## [SELECCIÓN]
-=-=-=-=-

Por: Gustavo Páez Escobar

Regreso a Bogotá después de quince años de ausencia. La gran ciudad, inmensa como un recuerdo juvenil y sonora como un eco infinito, vibra, se estremece y nunca se detiene. Es un mar revuelto, profundo en sus misterios y altivo en sus esplendores. Dondequiera se mire y dondequiera se transite surgirá una incógnita sobre la presencia sosla­yada del habitante capitalino, que pone aquí y allá su huella y que sin embargo no se deja identificar del todo.

El hombre, ese ser undívago que está en todas partes, es el eterno viandante que en Bogotá, como en los centros más populosos del mundo, rueda como hoja impulsada por el torbellino de la civilización. (La civilización del acero y el cemento, que atrapando al hombre en los despropósitos del gigantismo urbano, también lo engrandece).

Donde la vida camina aprisa y los minutos vuelan como ráfagas, el sorprendido provinciano que trae fresca el alma con el reposo de la campiña cafetera, se siente el primer día, en medio de la convulsa metró­poli, mareado entre el ritmo del vértigo. Quizás al día siguiente ya ha aprendido que la primera regla de comportamiento, para no dejarse conocer el cobre de su inexperiencia, es marcar el paso que otros le atro­pellan.

-=-=-=-=-

## [Entradas del conjunto de datos]
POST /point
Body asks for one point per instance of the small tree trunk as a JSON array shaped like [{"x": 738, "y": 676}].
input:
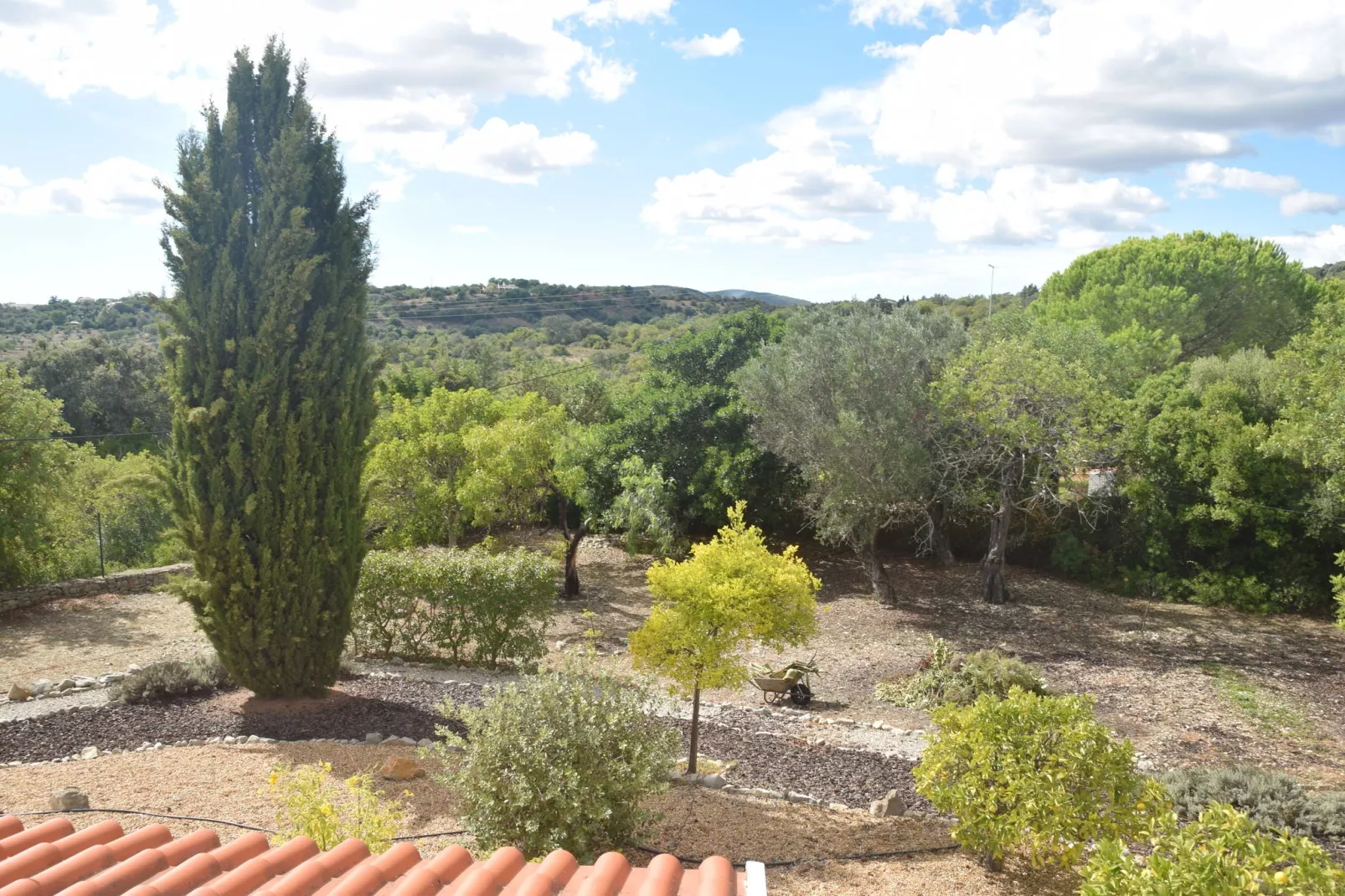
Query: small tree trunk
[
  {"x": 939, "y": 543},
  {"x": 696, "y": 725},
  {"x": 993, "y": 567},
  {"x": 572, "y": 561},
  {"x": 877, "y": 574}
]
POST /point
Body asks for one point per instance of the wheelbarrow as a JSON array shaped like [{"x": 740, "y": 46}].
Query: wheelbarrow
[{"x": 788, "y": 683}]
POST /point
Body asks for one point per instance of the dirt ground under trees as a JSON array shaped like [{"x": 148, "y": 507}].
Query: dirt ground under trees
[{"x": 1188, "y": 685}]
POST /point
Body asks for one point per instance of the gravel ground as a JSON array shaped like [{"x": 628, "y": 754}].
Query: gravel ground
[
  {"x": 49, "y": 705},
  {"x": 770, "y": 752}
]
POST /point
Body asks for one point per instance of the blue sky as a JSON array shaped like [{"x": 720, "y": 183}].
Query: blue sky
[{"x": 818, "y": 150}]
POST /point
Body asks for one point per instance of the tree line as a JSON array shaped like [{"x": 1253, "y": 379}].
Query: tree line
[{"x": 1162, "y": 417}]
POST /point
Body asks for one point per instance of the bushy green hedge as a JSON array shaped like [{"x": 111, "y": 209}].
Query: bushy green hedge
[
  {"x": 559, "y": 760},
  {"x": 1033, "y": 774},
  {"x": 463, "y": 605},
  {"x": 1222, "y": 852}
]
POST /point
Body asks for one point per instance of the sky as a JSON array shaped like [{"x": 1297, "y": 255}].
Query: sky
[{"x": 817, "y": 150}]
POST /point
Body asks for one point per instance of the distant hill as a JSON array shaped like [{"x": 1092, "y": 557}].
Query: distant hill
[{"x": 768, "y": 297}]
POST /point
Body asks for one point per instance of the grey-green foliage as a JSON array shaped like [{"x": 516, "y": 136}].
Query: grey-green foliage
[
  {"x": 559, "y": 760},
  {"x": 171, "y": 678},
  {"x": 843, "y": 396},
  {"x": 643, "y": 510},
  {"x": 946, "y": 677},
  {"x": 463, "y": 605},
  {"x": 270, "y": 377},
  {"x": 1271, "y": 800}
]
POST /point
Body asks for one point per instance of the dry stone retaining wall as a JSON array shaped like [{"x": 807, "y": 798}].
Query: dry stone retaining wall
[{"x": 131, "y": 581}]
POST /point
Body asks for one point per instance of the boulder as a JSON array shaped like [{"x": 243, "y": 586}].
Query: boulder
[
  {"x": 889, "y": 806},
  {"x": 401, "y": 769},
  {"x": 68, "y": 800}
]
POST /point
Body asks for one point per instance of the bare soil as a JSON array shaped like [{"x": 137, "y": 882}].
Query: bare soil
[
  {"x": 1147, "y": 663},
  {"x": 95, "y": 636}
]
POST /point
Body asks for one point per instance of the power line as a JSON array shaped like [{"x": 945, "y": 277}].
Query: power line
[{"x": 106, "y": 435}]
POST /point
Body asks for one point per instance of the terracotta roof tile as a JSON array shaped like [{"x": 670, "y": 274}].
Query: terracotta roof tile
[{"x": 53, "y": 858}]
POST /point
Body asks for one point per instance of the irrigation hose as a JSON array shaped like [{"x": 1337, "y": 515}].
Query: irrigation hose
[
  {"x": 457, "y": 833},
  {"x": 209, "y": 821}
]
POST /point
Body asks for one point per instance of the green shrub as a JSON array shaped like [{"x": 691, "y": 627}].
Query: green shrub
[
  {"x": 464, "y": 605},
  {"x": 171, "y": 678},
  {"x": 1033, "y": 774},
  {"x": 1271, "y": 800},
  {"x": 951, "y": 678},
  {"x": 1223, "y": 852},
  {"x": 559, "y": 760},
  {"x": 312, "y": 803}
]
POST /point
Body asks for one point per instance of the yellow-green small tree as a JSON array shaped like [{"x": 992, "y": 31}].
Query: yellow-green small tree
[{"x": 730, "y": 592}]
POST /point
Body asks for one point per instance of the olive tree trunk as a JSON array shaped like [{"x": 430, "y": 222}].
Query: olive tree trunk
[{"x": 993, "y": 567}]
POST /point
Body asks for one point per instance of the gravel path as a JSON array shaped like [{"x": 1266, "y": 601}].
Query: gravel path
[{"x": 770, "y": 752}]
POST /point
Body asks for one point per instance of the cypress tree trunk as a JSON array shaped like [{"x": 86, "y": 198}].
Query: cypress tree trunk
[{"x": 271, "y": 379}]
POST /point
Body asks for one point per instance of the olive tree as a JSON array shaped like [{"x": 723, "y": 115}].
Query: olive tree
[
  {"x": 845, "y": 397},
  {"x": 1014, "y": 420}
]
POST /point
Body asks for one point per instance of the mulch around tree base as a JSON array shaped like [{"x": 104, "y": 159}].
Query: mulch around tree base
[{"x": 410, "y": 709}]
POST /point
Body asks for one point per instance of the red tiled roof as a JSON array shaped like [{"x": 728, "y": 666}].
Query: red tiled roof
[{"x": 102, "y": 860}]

-=-=-=-=-

## [TAREAS]
A. En una a tres oraciones, explica por qué, según la selección, el provinciano aprende a marcar el paso que otros le atropellan en Bogotá.
B. Reúne todas las líneas de las filas en las que aparezca la cadena "bare".
La selección y las filas no guardan ninguna relación entre sí.

## [RESPUESTAS]
A. El provinciano aprende que marcar el paso que otros le atropellan es la primera regla de comportamiento en la ciudad. Según la selección, lo hace para no dejarse conocer el cobre de su inexperiencia.

B.
Body asks for one point per instance of the bare soil as a JSON array shaped like [{"x": 137, "y": 882}].
Query: bare soil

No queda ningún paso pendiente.